Mektup 109: Üretmenin Anatomisi
![]() |
-işi düşünmek değil, düşünmek üzerine düşünmek olan vasat bir akıl- |
Bugün tek arzum, üretkenliğin yordayıcılarını incelemek.
1. Bilişsel Yük
Bir zamanlar bu kadar çok yazmış olmamın açık bir sebebi var. Bunu birkaç yıl önce, bir fuarda lisanstan bir arkadaşla tartışırken fark etmiştik. Hani hep en meşgul anlarımızda fikirler aklımıza akın eder ya... Misal sınav haftasında üretkenliğiniz tavan yapar ya da en ağır projelerinizde olduğunuz dönemlerde içinizden bir şey, sizi sürekli yazmak ve üretmek için dürter. Ruhunuz vize haftası final haftası tanımaz, vücudunuz bir şeyler yapmak için vakit dinlemez. Sanki üretmek, zamansız çıkan bir ihtiyaç gibi olur.

::::

:: İstenenler ::
[a] Alıntıya göre, bir zamanlar bu kadar çok yazılmış olmasının sebebi bir fuarda kiminle tartışılırken fark edilmiştir?
[b] Alıntıdaki "Mektup 109: Üretmenin" sözlerinden başlayıp "üretkenliğin yordayıcılarını incelemek." sözlerine kadar uzanan bölümün tamamını hiç değiştirmeden yazınız.
Bu satırların yukarıdaki alıntıyla hiçbir ilgisi yoktur.

Nokta etiketleme örnekleri
::::

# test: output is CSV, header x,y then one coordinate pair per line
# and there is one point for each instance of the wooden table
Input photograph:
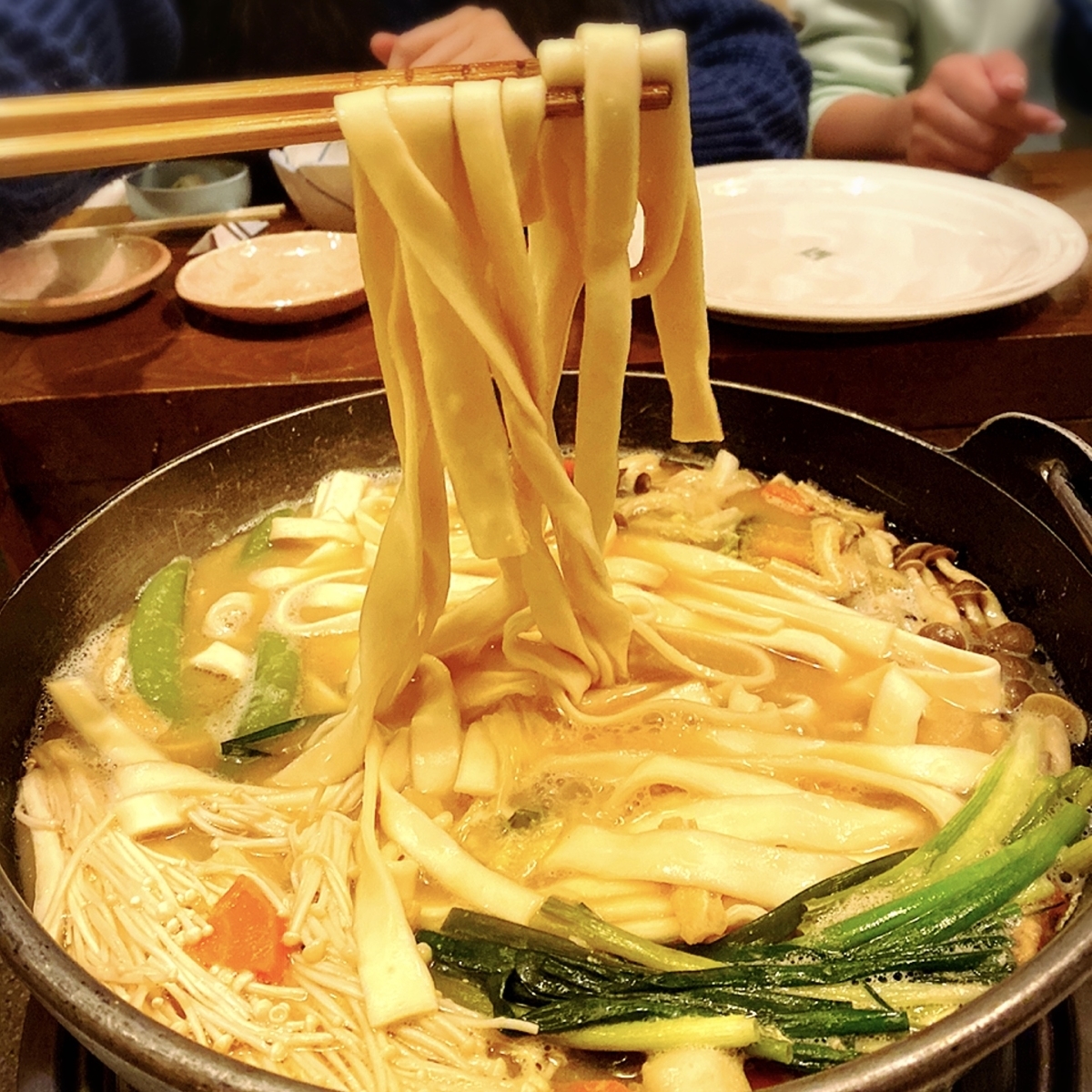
x,y
86,408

::::

:: Yazılı Yanıtlar ::
[a] Lisanstan bir arkadaşla.

[b]
Mektup 109: Üretmenin Anatomisi
![]() |
-işi düşünmek değil, düşünmek üzerine düşünmek olan vasat bir akıl- |
Bugün tek arzum, üretkenliğin yordayıcılarını incelemek.